━━━ DATASET RECORDS ━━━

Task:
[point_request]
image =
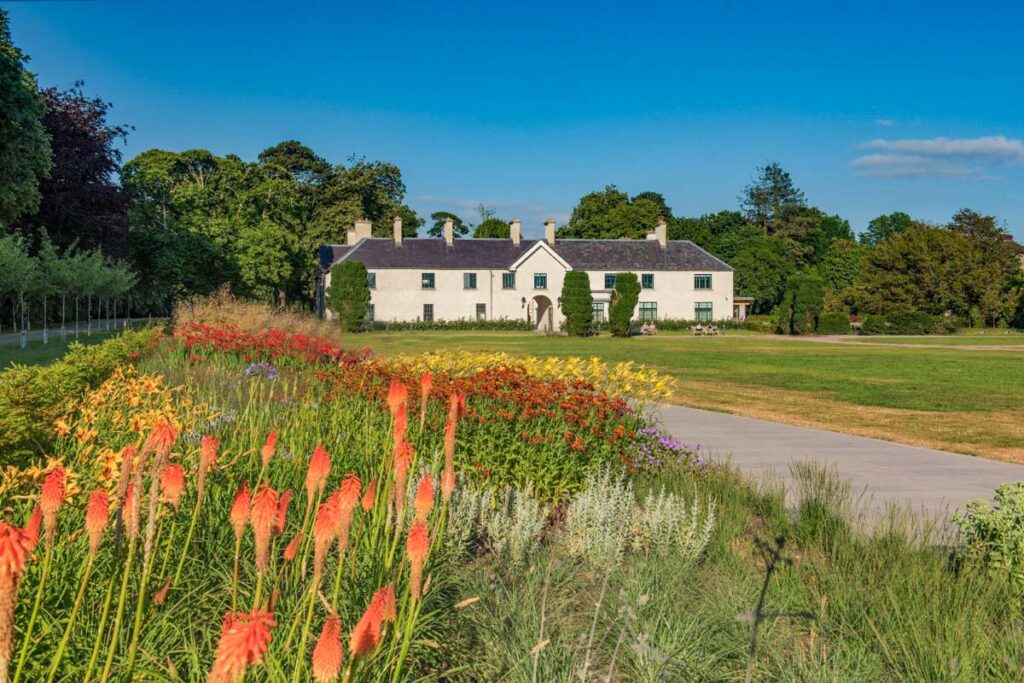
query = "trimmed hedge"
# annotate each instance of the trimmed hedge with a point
(502, 325)
(32, 397)
(834, 324)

━━━

▸ **TASK PROMPT**
Your task is to set down the records shown above exactly, minus any pictures.

▸ **WRITTEN RESPONSE**
Task:
[point_request]
image =
query = "trimmed hedge"
# annotate each instance of the trimmed hedge with a point
(502, 325)
(32, 397)
(834, 324)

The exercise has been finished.